Photo-based point labeling data:
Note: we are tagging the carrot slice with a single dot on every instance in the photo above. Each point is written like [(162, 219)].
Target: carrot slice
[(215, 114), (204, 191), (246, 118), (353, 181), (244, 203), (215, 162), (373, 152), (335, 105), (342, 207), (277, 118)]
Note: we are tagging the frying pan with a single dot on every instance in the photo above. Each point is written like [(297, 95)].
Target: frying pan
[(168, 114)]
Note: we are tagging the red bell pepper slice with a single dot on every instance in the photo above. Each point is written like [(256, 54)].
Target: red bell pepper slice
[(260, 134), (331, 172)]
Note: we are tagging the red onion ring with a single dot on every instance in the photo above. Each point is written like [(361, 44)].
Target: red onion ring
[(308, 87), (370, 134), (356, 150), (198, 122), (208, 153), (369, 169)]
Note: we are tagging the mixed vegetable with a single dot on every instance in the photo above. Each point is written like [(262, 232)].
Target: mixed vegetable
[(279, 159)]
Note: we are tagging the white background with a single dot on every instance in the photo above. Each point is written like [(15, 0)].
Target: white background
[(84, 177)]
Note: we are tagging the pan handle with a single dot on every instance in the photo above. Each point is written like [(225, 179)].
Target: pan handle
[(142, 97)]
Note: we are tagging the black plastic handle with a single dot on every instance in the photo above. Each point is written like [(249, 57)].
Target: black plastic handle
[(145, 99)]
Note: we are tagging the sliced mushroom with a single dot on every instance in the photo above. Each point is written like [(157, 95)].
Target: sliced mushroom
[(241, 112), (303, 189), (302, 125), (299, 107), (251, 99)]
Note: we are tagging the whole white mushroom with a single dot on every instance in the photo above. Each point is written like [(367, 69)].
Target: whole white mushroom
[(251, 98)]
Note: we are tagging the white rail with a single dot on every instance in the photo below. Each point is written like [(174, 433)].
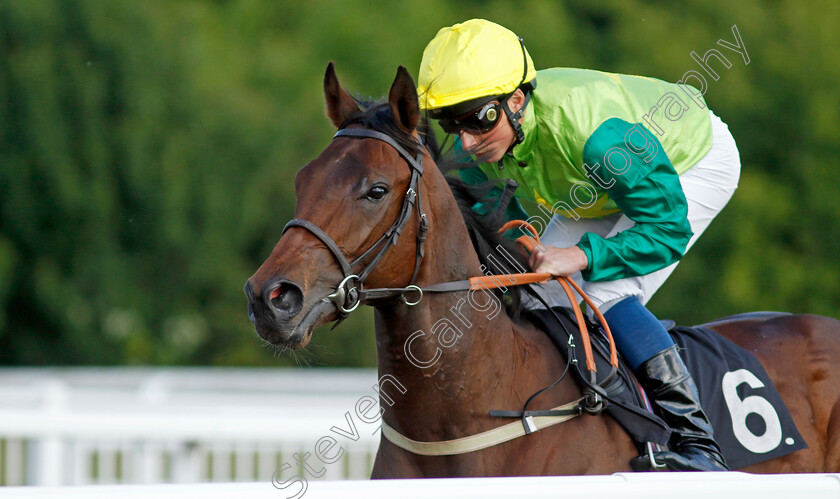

• Written instruction: Update every entry above by changing "single dot" to "single marker", keeping everything else the same. Leave the pictures out of your answer.

• Answer below:
Note: we are tagging the carrot slice with a single marker on every instance in the photo above. Each point is written like [(162, 219)].
Target: carrot slice
[(215, 114), (204, 191), (246, 118), (353, 181), (244, 203), (215, 162), (373, 152), (335, 105), (342, 207), (277, 118)]
Note: we are tagging the frying pan with a single marker on every instance in the photo above. Each point is written like [(297, 95)].
Target: frying pan
[(168, 114)]
Note: we are tagging the red bell pepper slice with a single marker on every instance in the photo above. Each point is written like [(256, 54)].
Target: red bell pepper slice
[(260, 134), (331, 172)]
Note: we are tagging the red onion ring with a single marker on every instance in the photo above. Each point is written like [(361, 44)].
Target: red onion ring
[(308, 87), (370, 134), (356, 150), (198, 122), (208, 153), (369, 169)]
Note: we are tagging the mixed vegetable with a single marker on every instance in the photo above. Each point is written like [(262, 232)].
Target: mixed vegetable
[(279, 159)]
Note: we are tagging the white background with a single marker on every instance in the photo above. Each point is written like [(15, 0)].
Target: white background
[(84, 177)]
Note: we are tagging the pan handle with a single marker on every instance in the photo above. Each point is written like [(225, 179)].
Target: pan handle
[(142, 97)]
Note: we are tagging the black plastic handle with a single marker on every instance in the photo above. Each point is written like [(249, 57)].
Target: black plastic handle
[(145, 99)]
Note: we are tagging the sliced mushroom with a single marker on every instance in the photo above. Each point is written like [(157, 95)].
Target: sliced mushroom
[(241, 112), (303, 189), (302, 125), (299, 107), (251, 99)]
Note: we are tagging the whole white mushroom with a single marker on every instance in the photo above. Each point is written like [(367, 69)].
Target: whole white mushroom
[(251, 98)]
Note: we are tagging the white rail with a single marker on every instance in the photo below. Each point is written like [(174, 433)].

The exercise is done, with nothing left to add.